- The exercise -
Reproduce every line, starting with the line that contains "Exercise. Mark the yellow wall" and going on through the line that contains "<point>93,97</point>", and scale each coordinate in the answers by 0.4, rounding to whole numbers with halves rounded up. Keep everything else in those lines unchanged, and give only those lines.

- Supplied records -
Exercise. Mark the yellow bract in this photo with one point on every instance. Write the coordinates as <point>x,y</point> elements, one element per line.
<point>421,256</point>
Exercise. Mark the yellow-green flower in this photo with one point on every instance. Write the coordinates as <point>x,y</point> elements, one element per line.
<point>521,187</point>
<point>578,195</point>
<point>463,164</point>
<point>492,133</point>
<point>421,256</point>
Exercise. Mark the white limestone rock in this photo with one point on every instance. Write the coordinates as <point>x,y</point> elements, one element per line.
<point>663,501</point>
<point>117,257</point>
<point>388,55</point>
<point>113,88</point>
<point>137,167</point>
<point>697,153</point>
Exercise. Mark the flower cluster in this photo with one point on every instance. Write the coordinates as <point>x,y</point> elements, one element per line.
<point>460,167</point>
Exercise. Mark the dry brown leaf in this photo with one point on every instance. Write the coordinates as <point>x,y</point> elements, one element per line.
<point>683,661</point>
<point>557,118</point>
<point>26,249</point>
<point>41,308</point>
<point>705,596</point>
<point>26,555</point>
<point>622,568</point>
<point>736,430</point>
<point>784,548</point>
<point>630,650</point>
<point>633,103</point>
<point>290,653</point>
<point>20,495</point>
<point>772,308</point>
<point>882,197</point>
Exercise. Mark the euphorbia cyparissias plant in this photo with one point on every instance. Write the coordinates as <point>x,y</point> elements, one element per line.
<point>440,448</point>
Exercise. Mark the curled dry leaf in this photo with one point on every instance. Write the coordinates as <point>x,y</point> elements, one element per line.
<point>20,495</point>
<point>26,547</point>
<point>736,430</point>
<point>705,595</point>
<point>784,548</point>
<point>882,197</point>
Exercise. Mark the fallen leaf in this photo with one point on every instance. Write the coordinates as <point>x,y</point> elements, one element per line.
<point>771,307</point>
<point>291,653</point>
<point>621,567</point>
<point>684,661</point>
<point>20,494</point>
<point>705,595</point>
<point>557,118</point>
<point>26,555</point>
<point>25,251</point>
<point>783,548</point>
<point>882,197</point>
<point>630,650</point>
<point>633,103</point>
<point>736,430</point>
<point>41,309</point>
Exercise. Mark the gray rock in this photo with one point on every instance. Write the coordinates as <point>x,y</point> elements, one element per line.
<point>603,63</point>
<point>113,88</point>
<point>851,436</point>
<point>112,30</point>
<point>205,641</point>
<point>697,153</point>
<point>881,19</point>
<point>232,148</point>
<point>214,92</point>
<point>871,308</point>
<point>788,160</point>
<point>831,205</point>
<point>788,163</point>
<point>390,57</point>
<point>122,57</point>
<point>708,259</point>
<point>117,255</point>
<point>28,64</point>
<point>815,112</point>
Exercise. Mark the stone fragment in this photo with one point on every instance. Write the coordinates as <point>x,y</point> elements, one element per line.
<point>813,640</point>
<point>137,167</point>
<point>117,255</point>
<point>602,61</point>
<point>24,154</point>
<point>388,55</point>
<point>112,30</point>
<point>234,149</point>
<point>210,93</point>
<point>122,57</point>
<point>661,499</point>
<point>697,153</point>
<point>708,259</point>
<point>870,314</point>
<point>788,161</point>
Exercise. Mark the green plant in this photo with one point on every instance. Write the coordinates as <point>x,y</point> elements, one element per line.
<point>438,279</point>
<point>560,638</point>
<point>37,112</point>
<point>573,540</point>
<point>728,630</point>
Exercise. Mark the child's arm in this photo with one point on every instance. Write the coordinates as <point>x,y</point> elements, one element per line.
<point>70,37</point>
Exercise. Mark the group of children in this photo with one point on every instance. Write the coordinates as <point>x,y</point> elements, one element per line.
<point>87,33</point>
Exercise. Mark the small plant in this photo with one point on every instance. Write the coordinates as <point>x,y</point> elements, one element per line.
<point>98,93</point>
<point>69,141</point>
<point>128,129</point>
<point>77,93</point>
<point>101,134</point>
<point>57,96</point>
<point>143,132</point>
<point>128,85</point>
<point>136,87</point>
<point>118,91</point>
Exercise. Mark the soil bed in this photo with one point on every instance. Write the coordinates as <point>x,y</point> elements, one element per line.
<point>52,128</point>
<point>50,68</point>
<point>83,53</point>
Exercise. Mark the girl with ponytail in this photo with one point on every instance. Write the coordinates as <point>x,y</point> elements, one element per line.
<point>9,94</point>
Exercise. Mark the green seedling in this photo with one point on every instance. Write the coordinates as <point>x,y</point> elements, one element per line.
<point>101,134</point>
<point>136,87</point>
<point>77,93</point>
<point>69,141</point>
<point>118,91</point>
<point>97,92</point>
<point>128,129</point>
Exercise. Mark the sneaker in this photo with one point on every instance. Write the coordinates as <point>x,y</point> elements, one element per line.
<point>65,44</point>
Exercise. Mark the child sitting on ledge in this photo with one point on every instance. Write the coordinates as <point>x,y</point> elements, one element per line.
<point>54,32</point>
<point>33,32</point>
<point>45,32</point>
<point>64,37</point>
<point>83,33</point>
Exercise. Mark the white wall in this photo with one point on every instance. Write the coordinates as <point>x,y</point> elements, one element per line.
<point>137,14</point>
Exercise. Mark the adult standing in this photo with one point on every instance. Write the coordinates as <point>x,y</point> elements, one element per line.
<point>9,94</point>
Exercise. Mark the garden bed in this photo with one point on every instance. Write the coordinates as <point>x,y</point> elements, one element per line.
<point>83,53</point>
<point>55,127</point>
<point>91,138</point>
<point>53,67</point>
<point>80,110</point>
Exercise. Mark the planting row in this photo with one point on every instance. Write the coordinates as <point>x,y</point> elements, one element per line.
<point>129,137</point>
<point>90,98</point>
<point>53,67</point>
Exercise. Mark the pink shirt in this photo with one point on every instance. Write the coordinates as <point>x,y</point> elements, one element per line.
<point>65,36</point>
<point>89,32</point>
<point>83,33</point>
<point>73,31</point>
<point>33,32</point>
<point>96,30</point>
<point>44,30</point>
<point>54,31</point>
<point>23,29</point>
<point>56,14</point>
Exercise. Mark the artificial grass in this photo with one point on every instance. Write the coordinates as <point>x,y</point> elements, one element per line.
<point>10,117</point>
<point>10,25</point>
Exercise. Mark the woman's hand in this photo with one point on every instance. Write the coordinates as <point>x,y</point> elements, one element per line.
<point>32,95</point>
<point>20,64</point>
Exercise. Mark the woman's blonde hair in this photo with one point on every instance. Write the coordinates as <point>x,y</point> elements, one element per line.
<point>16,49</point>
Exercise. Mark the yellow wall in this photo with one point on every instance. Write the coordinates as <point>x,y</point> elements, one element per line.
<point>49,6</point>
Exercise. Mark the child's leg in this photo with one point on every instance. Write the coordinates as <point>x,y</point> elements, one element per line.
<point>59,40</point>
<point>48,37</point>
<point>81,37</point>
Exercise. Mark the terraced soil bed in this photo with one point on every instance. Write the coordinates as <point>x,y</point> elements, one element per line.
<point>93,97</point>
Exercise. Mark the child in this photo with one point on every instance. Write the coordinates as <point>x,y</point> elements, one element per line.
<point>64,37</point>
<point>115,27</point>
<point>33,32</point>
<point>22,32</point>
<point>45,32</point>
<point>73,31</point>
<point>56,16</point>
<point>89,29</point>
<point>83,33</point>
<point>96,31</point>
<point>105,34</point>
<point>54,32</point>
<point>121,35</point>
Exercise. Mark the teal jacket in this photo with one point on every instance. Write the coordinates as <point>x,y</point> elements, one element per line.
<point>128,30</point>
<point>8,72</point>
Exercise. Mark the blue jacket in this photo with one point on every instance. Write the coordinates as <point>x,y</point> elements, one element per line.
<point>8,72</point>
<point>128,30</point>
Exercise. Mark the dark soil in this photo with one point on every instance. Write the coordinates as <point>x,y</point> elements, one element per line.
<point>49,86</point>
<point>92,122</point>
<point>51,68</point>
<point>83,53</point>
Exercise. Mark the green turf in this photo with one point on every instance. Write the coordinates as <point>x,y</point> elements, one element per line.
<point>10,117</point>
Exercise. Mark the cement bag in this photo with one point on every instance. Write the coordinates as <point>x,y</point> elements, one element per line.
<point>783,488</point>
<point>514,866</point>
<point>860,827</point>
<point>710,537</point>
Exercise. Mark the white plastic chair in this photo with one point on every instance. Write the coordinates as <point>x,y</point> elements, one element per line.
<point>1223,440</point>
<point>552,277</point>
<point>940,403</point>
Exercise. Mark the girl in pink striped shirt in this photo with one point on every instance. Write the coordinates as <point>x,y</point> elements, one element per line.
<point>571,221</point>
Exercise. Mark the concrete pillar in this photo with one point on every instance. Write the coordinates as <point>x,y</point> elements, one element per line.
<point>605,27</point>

- Reply -
Exercise. Mark the yellow wall in this photo with one point on every instance. Write the coordinates as <point>x,y</point> elements, one element per line.
<point>20,2</point>
Exercise. Mark the child's leg in this photo with one point on every instance. Write the coordinates as <point>x,y</point> elements, one element per line.
<point>24,16</point>
<point>19,15</point>
<point>32,15</point>
Exercise. Mark the terraced soil bed in this photo with one point on every instance. Write the coordinates as <point>x,y</point> elements, one element per line.
<point>37,39</point>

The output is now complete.